• **Aufgabe 1**
Ermitteln Sie, wie viele Zeilen der Datensätze die Zeichenfolge „bottle“ enthalten. Geben Sie ausschließlich die Zahl an.

═══ Ausgangstext ═══

Johann Cambilhon wurde im 19. Jahrhundert – vermutlich weil London einer seiner Publikationsorte war – für einen Engländer gehalten,[1] bezeichnete aber selbst Deutschland als sein „Vatterland“ (patria).[2] Sein Vater soll nach zeitgenössischen Recherchen, die in Augsburg angestellt wurden, ein „nicht unbegüteter Organist“ gewesen sein, der bis 1564 In Innsbruck, danach in Graz wirkte.[3] Die Herkunft des ungewöhnlichen Zunamens „Cambilhon“ ist bisher unerklärt.[4] Ein Johannes Combilhonus (Jean Combillon) Paterniacensis (= aus Payerne im Kanton Waadt)[5] immatrikulierte sich 1597 in Basel.

═══ Auszug Datensätze ═══

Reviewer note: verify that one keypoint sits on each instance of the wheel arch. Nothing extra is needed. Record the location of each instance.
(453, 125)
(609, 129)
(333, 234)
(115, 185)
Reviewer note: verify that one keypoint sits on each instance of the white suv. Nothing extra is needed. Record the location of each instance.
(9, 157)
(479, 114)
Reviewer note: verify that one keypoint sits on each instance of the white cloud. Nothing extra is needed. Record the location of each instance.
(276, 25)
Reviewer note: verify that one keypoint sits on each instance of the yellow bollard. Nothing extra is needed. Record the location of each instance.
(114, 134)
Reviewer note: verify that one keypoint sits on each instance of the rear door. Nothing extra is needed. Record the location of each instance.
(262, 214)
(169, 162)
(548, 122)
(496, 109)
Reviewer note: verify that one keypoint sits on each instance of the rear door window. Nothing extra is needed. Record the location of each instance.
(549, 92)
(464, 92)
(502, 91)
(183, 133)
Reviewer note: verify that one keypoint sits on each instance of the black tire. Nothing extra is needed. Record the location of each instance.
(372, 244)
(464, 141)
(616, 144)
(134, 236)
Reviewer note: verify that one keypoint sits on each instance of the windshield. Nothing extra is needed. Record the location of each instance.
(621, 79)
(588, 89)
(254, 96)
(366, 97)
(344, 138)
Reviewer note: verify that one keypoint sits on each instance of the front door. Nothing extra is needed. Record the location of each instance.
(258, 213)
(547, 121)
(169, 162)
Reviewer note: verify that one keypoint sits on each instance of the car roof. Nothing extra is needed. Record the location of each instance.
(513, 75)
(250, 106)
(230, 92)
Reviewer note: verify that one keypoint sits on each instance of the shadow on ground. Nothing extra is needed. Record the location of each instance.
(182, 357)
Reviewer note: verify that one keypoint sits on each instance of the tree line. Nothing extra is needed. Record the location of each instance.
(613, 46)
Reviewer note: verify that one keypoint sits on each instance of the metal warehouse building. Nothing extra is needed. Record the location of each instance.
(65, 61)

═══
═══ Auszug Datensätze ═══

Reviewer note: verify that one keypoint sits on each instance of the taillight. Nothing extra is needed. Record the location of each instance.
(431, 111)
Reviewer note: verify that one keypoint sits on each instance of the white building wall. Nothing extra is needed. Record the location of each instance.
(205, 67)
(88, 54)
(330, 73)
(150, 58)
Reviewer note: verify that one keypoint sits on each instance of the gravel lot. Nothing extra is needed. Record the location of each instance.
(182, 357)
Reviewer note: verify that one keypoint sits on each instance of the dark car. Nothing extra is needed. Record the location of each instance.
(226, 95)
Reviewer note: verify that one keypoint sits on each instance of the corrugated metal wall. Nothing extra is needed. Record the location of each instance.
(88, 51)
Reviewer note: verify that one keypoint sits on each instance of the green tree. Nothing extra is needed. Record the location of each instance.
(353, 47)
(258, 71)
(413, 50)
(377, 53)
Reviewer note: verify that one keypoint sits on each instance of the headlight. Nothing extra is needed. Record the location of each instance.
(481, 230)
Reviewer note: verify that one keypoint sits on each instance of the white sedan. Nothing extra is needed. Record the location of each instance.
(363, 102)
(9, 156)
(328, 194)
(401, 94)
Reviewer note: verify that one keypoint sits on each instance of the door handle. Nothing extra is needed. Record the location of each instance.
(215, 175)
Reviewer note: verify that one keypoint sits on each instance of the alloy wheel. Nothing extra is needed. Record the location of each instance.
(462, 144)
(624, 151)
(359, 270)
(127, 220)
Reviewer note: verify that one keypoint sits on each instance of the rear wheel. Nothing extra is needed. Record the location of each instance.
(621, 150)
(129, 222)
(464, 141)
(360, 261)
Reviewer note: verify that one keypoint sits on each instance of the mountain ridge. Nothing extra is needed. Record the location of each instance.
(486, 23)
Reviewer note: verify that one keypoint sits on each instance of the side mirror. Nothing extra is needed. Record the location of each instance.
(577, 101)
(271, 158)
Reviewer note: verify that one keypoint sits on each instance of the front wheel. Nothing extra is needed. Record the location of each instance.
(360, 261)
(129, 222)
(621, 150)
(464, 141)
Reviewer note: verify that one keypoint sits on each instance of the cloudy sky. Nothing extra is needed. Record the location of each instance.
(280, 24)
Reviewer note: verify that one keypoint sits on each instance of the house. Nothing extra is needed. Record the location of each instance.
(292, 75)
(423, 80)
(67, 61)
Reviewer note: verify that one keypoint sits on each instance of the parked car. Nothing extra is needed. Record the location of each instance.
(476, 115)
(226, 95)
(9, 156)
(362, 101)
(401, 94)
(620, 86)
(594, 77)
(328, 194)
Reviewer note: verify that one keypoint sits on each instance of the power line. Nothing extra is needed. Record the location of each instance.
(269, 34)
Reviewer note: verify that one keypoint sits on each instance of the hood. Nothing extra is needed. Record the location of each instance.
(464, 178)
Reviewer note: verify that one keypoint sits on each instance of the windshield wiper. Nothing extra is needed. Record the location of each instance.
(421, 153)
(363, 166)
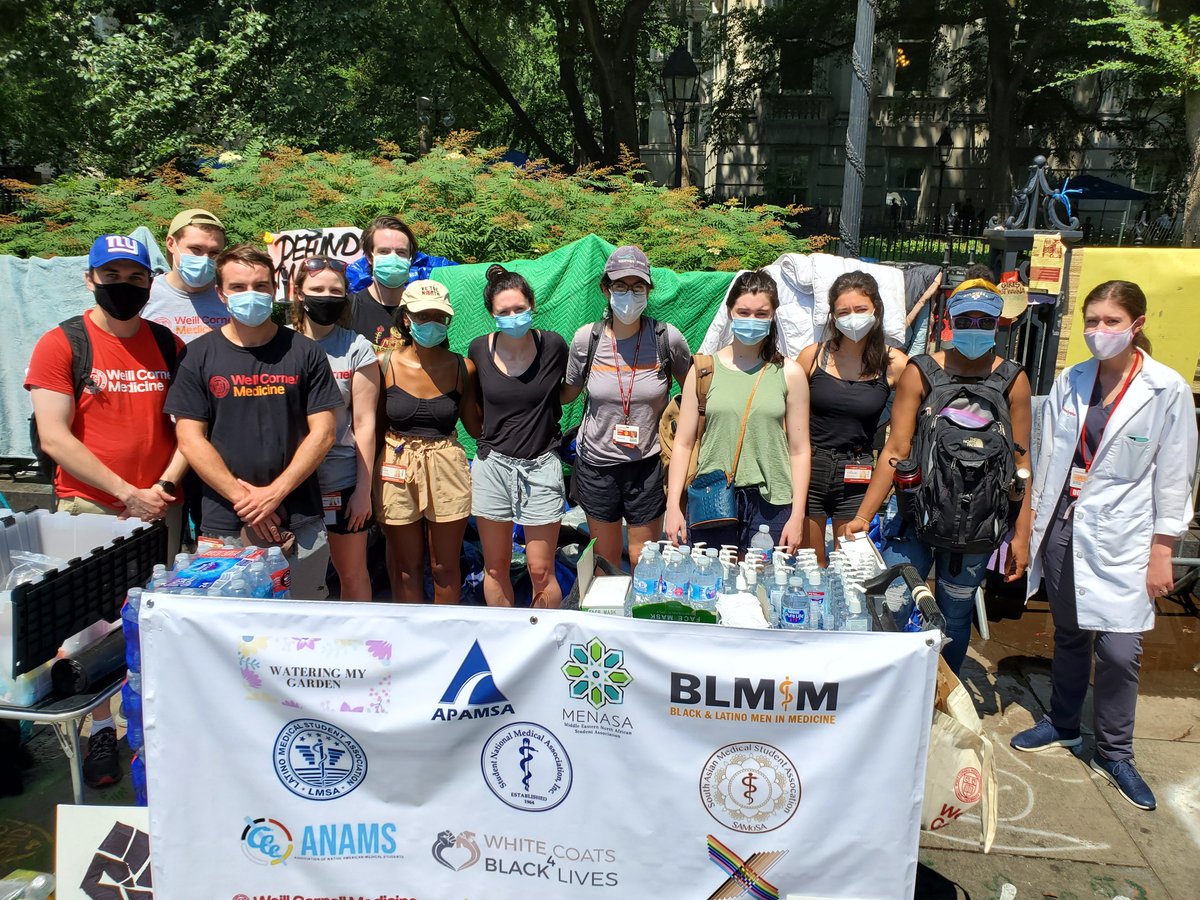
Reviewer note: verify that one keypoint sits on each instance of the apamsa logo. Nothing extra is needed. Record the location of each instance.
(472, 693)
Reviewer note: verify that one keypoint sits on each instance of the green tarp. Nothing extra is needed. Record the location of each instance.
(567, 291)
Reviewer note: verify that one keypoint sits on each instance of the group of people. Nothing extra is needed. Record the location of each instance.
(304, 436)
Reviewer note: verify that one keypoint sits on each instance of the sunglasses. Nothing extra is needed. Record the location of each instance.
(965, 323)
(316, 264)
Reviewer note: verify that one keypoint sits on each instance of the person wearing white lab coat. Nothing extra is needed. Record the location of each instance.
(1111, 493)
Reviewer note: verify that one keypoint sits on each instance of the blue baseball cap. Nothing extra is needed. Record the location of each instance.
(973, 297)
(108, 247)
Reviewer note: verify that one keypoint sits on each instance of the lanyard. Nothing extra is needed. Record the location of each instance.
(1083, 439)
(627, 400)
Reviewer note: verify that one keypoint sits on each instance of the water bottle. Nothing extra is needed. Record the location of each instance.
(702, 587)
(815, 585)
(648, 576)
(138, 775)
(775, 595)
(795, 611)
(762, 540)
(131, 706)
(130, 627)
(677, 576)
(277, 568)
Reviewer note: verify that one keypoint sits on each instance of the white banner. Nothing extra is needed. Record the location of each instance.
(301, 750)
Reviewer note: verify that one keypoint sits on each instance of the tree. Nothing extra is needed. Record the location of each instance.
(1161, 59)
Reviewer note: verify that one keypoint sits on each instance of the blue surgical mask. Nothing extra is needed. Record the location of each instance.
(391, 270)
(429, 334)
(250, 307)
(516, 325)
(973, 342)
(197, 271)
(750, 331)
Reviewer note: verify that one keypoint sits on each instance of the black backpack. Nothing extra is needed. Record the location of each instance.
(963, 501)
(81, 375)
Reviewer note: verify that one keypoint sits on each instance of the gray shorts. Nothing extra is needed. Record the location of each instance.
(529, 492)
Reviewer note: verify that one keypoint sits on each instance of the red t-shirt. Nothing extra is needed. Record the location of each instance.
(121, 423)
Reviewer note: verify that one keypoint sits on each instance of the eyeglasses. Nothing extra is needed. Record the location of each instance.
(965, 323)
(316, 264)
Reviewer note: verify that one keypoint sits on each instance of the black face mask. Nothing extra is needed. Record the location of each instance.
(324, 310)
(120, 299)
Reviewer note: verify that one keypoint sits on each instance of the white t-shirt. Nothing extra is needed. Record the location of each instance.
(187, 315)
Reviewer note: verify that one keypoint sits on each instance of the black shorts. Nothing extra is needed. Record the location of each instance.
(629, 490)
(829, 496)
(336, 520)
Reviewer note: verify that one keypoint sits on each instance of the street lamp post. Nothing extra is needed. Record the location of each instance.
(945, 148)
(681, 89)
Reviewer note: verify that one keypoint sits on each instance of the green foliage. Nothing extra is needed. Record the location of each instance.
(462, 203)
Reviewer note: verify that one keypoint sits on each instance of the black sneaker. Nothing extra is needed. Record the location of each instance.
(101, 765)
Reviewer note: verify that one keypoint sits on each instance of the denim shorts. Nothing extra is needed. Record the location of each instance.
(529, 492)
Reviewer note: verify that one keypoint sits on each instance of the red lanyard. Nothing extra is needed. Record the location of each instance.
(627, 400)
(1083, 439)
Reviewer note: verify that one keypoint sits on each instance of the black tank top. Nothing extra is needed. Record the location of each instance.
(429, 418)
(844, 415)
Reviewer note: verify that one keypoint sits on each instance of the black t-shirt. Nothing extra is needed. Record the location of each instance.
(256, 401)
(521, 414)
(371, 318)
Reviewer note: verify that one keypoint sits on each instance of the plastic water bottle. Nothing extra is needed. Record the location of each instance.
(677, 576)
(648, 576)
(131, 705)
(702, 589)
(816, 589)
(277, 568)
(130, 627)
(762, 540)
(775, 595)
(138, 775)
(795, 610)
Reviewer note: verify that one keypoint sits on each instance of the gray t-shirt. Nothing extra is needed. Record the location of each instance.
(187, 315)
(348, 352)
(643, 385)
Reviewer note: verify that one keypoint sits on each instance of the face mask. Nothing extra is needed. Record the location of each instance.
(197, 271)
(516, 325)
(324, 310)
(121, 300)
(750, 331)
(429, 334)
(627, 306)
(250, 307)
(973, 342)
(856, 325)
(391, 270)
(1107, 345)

═══
═══ Auszug Datensätze ═══

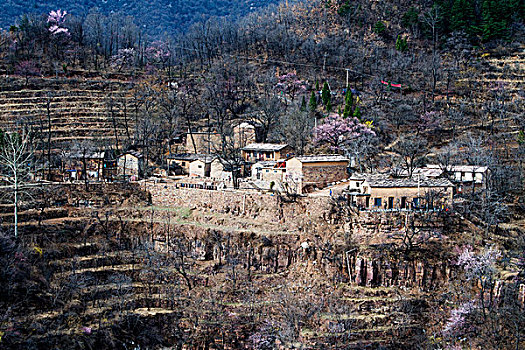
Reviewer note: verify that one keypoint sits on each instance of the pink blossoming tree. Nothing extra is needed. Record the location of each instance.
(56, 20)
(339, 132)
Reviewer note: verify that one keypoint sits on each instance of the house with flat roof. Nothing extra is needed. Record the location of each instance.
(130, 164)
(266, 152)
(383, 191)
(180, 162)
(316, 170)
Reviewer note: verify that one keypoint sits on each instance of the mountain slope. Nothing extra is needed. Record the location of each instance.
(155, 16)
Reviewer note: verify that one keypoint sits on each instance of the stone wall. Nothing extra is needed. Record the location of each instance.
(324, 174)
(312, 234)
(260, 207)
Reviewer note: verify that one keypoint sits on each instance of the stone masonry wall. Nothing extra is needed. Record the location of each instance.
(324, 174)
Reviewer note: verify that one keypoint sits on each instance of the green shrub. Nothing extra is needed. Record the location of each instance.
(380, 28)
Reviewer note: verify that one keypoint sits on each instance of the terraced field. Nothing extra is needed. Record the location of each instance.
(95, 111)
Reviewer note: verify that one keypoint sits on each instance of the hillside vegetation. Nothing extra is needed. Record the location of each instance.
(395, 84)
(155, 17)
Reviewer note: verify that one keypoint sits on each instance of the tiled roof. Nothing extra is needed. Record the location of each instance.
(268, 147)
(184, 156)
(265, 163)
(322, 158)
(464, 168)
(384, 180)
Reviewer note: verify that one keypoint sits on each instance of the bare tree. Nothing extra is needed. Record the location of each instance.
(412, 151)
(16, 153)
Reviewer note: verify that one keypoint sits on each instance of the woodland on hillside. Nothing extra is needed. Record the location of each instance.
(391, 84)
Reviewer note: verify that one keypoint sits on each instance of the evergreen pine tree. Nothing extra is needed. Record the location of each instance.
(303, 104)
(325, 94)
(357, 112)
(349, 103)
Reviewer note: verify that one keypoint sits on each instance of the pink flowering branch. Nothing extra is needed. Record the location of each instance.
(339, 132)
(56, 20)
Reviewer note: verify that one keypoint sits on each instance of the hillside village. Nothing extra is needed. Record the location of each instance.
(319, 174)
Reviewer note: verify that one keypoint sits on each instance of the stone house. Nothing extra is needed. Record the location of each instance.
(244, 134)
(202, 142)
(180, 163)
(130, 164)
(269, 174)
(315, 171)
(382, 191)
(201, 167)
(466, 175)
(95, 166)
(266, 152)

═══

• **Aufgabe 2**
Ändern Sie den Text über Johann Cambilhon ab: Geben Sie alles von „Johann Cambilhon wurde“ bis hinunter zu „1597 in Basel.“ wieder, wobei Sie „Organist“ durch „Kantor“ ersetzen.

• **Ausgabe 1**
2

• **Ausgabe 2**
Johann Cambilhon wurde im 19. Jahrhundert – vermutlich weil London einer seiner Publikationsorte war – für einen Engländer gehalten,[1] bezeichnete aber selbst Deutschland als sein „Vatterland“ (patria).[2] Sein Vater soll nach zeitgenössischen Recherchen, die in Augsburg angestellt wurden, ein „nicht unbegüteter Kantor“ gewesen sein, der bis 1564 In Innsbruck, danach in Graz wirkte.[3] Die Herkunft des ungewöhnlichen Zunamens „Cambilhon“ ist bisher unerklärt.[4] Ein Johannes Combilhonus (Jean Combillon) Paterniacensis (= aus Payerne im Kanton Waadt)[5] immatrikulierte sich 1597 in Basel.